▶ _Short problem_
Rewrite all the data below as a numbered list, skipping any blank lines and leaving out the pictures.

▶ _Records for the exercise_
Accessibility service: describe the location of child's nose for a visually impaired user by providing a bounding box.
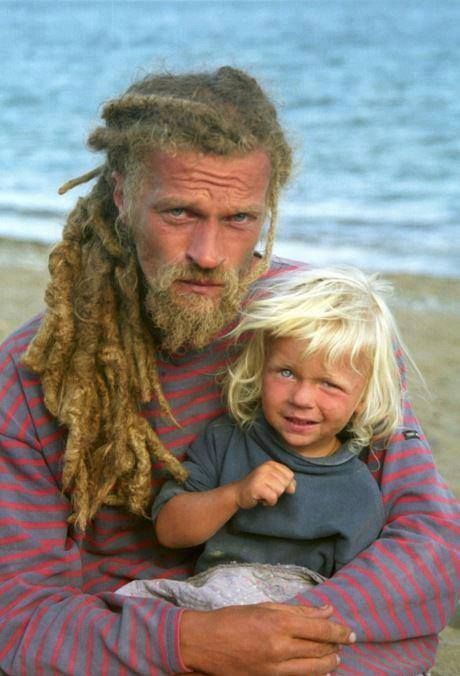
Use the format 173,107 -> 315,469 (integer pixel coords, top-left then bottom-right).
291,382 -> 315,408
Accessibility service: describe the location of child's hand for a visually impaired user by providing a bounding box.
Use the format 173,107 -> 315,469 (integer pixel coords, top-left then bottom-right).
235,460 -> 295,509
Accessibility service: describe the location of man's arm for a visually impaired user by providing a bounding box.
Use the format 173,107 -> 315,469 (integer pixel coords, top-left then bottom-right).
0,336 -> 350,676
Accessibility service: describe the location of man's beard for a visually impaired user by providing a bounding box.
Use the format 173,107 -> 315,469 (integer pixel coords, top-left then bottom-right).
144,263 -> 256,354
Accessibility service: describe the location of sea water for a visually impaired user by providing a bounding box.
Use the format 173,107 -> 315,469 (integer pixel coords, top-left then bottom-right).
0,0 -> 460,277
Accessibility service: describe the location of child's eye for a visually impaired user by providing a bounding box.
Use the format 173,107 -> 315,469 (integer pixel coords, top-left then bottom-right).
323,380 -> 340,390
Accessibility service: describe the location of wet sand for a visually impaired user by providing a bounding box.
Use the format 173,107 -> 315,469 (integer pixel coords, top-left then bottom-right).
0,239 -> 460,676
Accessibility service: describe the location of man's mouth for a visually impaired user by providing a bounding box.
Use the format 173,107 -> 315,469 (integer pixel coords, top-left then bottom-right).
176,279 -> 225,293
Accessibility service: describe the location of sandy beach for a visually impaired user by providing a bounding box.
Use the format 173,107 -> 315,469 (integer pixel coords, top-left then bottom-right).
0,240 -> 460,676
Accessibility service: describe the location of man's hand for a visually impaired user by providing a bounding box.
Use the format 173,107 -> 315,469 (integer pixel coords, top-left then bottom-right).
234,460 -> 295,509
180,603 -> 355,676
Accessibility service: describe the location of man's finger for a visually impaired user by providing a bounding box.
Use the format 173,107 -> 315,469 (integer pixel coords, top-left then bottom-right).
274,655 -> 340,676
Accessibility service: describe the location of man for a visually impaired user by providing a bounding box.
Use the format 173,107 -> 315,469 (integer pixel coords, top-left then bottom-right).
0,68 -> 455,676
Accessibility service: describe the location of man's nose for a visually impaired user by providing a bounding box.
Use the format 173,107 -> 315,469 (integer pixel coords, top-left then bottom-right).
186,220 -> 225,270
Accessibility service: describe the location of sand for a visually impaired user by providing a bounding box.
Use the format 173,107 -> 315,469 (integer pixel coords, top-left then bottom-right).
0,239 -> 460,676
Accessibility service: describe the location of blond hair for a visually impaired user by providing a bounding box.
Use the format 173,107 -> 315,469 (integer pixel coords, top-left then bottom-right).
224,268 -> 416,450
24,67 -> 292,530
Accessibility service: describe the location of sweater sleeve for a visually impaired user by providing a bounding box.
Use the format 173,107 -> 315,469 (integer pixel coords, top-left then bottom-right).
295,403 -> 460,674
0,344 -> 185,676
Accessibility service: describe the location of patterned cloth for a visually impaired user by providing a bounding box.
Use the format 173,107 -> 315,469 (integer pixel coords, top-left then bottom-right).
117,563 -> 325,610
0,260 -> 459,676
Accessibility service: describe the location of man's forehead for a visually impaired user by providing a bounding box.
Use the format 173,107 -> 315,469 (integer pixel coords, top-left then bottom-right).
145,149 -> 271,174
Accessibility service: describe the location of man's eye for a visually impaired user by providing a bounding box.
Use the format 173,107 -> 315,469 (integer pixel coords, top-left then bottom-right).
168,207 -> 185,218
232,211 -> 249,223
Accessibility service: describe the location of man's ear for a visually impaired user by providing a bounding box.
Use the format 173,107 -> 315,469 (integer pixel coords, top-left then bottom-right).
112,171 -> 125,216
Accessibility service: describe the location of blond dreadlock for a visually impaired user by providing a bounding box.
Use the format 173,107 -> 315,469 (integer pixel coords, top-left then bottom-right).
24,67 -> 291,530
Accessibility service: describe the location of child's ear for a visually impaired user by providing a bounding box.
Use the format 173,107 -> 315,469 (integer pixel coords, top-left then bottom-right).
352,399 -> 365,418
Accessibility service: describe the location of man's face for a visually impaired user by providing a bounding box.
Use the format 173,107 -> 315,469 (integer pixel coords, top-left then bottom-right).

▶ _Solution to this task_
1. Accessibility service: describe the location of child's nose for a visually impaired user by providing a bounding box.
2. Use the format 173,107 -> 315,469 (integer pixel coords, top-left then bottom-right).
3. 291,382 -> 315,408
4. Accessibility service: describe the location of child's hand for a visually impaired user by providing a bounding box.
5. Use the format 173,107 -> 315,469 (integer pixel coords, top-left then bottom-right).
6. 235,460 -> 295,509
7. Accessibility service: describe the location of man's arm for a visually impaired user by providing a bounding box.
8. Use the format 173,107 -> 315,469 (integer pixel coords, top-left then bottom-right).
9. 0,336 -> 350,676
10. Accessibility service: describe the location of man's beard for a visually impaired user by providing a bounding box.
11. Use the format 173,107 -> 315,469 (integer pixel coords, top-left then bottom-right).
12. 144,263 -> 256,354
13. Accessibility service: describe the location of sea water for a visually impaired user by providing a bounding box.
14. Use the format 173,107 -> 315,469 (integer pixel coords, top-left then bottom-right).
15. 0,0 -> 460,277
16. Accessibility service: describe the location of child's eye for a visually impaired user by providing a bounding box.
17. Use the format 173,107 -> 315,469 (integer pixel coords, top-left then bottom-right).
18. 323,380 -> 340,390
19. Accessibility service: describe the location of wet sand for a visually impaired user by providing a bounding box.
20. Use the format 173,107 -> 315,469 (integer pixel coords, top-left then bottom-right).
21. 0,239 -> 460,676
22. Accessibility service: describe the location of man's mouth for a visually impaired user by providing a bounding box.
23. Use the format 173,107 -> 315,469 (integer pixel coords, top-left then bottom-right).
24. 176,279 -> 225,293
25. Accessibility service: describe the location of sandy beach for a visually impaired user by providing a bounding box.
26. Use the format 173,107 -> 315,469 (integer pixel coords, top-left then bottom-right).
27. 0,240 -> 460,676
28. Accessibility service: describe the location of man's hand for a visually impaired user by providing a bounding box.
29. Use the format 173,107 -> 315,469 (integer pixel coords, top-left then bottom-right).
30. 234,460 -> 295,509
31. 180,603 -> 355,676
32. Accessibility service: describe the location of man's finger for a visually impaired user by providing a bounding box.
33. Use the format 173,107 -> 315,469 (integer pixel coords, top-left then bottom-right).
34. 274,655 -> 340,676
35. Accessibility service: describe the location of man for a visually impaired user by providing a bounding box.
36. Use the format 173,107 -> 315,469 (integer pixel coords, top-left then bottom-right).
37. 0,68 -> 455,676
38. Accessibility service: describe the location of man's nose for a visually impaired user by providing a bounding box.
39. Use the format 173,107 -> 315,469 (integer pixel coords, top-left then bottom-right).
40. 186,220 -> 225,270
41. Accessibility service: describe the location of sand for a visually impaired user by providing a bounding box.
42. Use the format 173,107 -> 315,469 (integer pixel coords, top-left then bottom-right).
43. 0,239 -> 460,676
44. Accessibility service: describe the location of blond hair for a visually impaired user by providing a bounding box.
45. Use the format 173,107 -> 315,469 (integer pixel coords, top-left then bottom-right).
46. 224,268 -> 416,450
47. 24,67 -> 292,530
48. Accessibility service: describe the location of sweater sleeve for a visually impaired user by providing a bounding box.
49. Use the format 173,107 -> 315,469 (integer pixel coords, top-left then bottom-right).
50. 295,403 -> 460,674
51. 0,344 -> 185,676
52. Accessibility service: describe the location of patterned cloth for a visually impaired user by providing a bounding box.
53. Use the format 173,107 -> 315,469 (integer pixel coords, top-left then bottom-right).
54. 117,563 -> 325,610
55. 0,260 -> 459,676
56. Accessibility service: describe the location of man's forehead for a visually impaired user by providing a bounding box.
57. Use the format 173,107 -> 315,469 (integer pixel coords, top-left then bottom-right).
58. 145,149 -> 271,174
59. Accessibility service: describe the location of man's eye for a visually impaired user by providing a bounding box.
60. Use the format 173,107 -> 315,469 (integer pixel coords, top-left then bottom-right).
61. 168,207 -> 185,218
62. 232,211 -> 249,223
63. Accessibility service: describe the location of man's ear for a visually impaired user by providing a bounding box.
64. Use the format 173,107 -> 315,469 (integer pixel coords, top-left then bottom-right).
65. 112,171 -> 125,216
66. Accessibility service: describe the location of blond dreadlock for a visually impaired user by providing a bounding box.
67. Use the format 173,107 -> 315,469 (integer pixel coords, top-left then bottom-right).
68. 24,67 -> 291,530
69. Accessibility service: describe the location of child's ear for a visually impaired user by providing a bounding box.
70. Use the format 173,107 -> 315,469 (integer pixel coords, top-left then bottom-right).
71. 352,399 -> 365,418
72. Accessibility service: describe the location of man's face for a visually impaired user by providing a bounding box.
73. Use the format 173,107 -> 315,469 (integer pixel coords, top-left then bottom-right).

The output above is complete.